WHAT TO WORK ON: Starting at the first line and ending with the line that contains "76 156 L 76", write out all those lines again, requests included, with every path coordinate in the answers multiplied by 0.45 and rounded to a whole number, halves rounded up. Leave the pictures out.

GIVEN INFORMATION:

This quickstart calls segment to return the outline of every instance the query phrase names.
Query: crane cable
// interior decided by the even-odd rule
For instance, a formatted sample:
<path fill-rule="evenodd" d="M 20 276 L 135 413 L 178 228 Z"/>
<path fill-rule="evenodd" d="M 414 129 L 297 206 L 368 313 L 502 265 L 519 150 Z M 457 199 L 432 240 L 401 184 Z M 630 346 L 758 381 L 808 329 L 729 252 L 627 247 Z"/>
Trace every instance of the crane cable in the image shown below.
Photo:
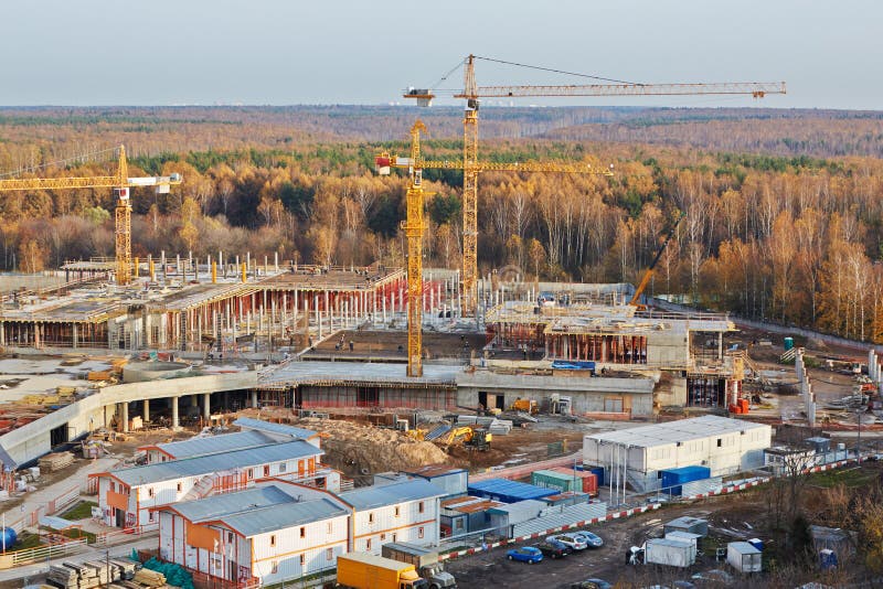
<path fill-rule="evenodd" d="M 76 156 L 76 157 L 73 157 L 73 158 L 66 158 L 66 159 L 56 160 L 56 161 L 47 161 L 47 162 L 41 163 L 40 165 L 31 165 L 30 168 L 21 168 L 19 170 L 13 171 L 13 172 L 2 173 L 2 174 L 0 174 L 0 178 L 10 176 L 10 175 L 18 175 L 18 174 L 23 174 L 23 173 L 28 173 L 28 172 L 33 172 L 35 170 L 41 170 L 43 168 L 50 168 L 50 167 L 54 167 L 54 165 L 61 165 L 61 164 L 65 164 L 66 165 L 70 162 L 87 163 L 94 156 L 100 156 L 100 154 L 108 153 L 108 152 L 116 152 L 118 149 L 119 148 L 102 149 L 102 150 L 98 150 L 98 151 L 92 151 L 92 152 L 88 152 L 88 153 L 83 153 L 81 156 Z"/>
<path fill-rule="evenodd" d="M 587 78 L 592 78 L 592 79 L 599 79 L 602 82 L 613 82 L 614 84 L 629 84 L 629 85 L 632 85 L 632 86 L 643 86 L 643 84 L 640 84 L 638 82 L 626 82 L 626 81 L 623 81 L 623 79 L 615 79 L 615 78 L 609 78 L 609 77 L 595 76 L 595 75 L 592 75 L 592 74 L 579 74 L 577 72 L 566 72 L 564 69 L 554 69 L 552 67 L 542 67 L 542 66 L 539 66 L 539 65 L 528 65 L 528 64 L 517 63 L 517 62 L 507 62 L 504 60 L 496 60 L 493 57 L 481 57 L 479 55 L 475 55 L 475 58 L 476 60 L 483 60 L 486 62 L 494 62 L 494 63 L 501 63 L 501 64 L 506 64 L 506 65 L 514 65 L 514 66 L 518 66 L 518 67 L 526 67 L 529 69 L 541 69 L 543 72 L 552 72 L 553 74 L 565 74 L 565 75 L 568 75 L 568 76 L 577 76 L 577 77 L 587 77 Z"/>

EXPECTED ANSWER:
This quickstart calls segment to return the outline of every instance the query phrase names.
Query: crane cable
// interior decided by the even-odd rule
For instance, a formatted sample:
<path fill-rule="evenodd" d="M 20 276 L 135 413 L 178 228 Z"/>
<path fill-rule="evenodd" d="M 414 129 L 297 206 L 368 313 L 502 265 L 519 150 Z M 457 199 L 432 240 L 401 184 Z M 630 346 L 758 381 L 808 329 L 729 252 L 627 247 Z"/>
Trace every instance of the crane cable in the image shown below.
Photo:
<path fill-rule="evenodd" d="M 34 70 L 34 71 L 33 71 L 33 71 L 30 71 L 30 72 L 25 72 L 25 72 L 21 72 L 21 73 L 18 73 L 18 74 L 14 74 L 14 76 L 9 76 L 9 77 L 6 77 L 6 77 L 1 78 L 1 78 L 0 78 L 0 80 L 5 79 L 5 79 L 8 79 L 8 78 L 10 78 L 10 78 L 13 78 L 13 77 L 15 77 L 16 77 L 18 77 L 19 76 L 23 76 L 23 75 L 24 75 L 24 74 L 27 74 L 27 74 L 29 74 L 30 74 L 32 73 L 39 73 L 42 70 L 45 70 L 45 69 L 49 69 L 49 68 L 52 68 L 53 67 L 54 67 L 46 67 L 46 68 L 44 68 L 44 68 L 41 68 L 41 68 L 40 68 L 40 69 L 37 69 L 36 70 Z"/>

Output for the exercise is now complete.